**Dokumenttext**.
○ ○ ○

Autonome, von einer Künstlichen Intelligenz geführte Unternehmen

Im Grunde braucht es den Menschen in einer Firma nicht. Wenn die komplette Organisation auf eine Künstliche Intelligenz umgestellt ist, kann ein Unternehmen autonom funktionieren. Das wäre eine spannende Fiktion, wenn nicht nur das Marketing vollautomatisch arbeitet, sondern auch andere Abteilungen sich selbst- und eigenständig organisieren, mit anderen vernetzen und die jeweiligen Abhängigkeiten steuern, ohne das Dazutun von Menschen. Verträge werden über Blockchain abgewickelt, Gespräche über Bots geführt, Abstimmungen und Meetings entfallen, weil alle Informationen zu jedem Zeitpunkt jeder Einheit des digitalen Organismus gleichermaßen zur Verfügung stehen. Das Unternehmen kontrolliert sich selbst und schaltet bei Stromausfällen eigenständig auf eine Backup-Lösung um. Die Unternehmensziele gibt der Initiator vor und werden dann durch die KI weiterentwickelt. Urlaub und Krankmeldungen gibt es nicht, ein Rund-um-die-Uhr-Service für die Kunden ist gesichert. Personalkosten entfallen und auch die Produktion arbeitet vollautomatisch. Aus betriebswirtschaftlicher Sicht ein sehr effizient und effektiv arbeitendes Unternehmen. Das ergibt sehr skalierbare Unternehmensmodelle.

Auf den Punkt gebracht

KI im Marketing ist kein Buzzword. Sie übernimmt immer mehr Marketing-Routineaufgaben, die Zeit rauben und langweilig sind. So bleibt uns mehr Zeit für die Kreativität, um die Kunden zu erreichen, bis die KI diese Domäne ebenfalls für sich beansprucht.

Fakt ist, KI verändert das Marketing. In Zukunft wird die KI kreativ. Auch wenn die KI noch nicht soweit ist, so können wir die zukünftige, automatisierte Intelligenz schon in der heutigen Kommunikation nutzen. Mit den zur Verfügung stehenden Mitteln ist eine intelligente Kommunikation bereits möglich. Wir müssen nur nachdenken, clever handeln und immer an den Kunden denken. Was ist für diesen relevant, was wirkt resonant? Auch die KI sollte immer dem Menschen nützen, den Kunden einen Mehrwert liefern und nicht einfach die Werbung von Google, Facebook & Co. zielgerichteter ausliefern. Solange bleibt es bei: Alles ist Marketing.

○ ○ ○

**Aufgabe**. Gib aus dem Text über KI-geführte Unternehmen den Abschnitt wortgetreu wieder. Beginne bei den Worten „KI im Marketing“ und höre nach „für sich beansprucht.“ auf.

○ ○ ○

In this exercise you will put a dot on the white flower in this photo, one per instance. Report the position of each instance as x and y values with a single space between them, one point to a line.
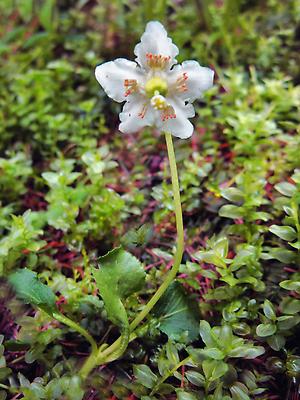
156 92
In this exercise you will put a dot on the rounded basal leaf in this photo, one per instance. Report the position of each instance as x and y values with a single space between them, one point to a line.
177 315
263 330
32 291
119 274
284 232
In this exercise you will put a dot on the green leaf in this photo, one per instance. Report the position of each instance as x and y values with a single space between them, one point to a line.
145 376
239 391
205 333
269 310
182 395
177 314
195 378
213 352
214 369
290 285
247 351
290 305
231 211
233 194
46 14
263 330
284 232
119 275
286 188
32 291
276 342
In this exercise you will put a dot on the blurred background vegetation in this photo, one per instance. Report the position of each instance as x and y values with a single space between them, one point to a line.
72 187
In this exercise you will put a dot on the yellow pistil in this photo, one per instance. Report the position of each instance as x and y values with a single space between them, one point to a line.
156 85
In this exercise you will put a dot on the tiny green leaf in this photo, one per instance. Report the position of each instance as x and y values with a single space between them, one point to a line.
144 375
269 310
214 369
290 285
32 291
284 232
286 188
263 330
231 211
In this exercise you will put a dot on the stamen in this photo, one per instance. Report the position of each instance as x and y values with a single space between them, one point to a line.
181 85
143 111
157 61
131 86
159 103
168 113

○ ○ ○

**Lösung**.
KI im Marketing ist kein Buzzword. Sie übernimmt immer mehr Marketing-Routineaufgaben, die Zeit rauben und langweilig sind. So bleibt uns mehr Zeit für die Kreativität, um die Kunden zu erreichen, bis die KI diese Domäne ebenfalls für sich beansprucht.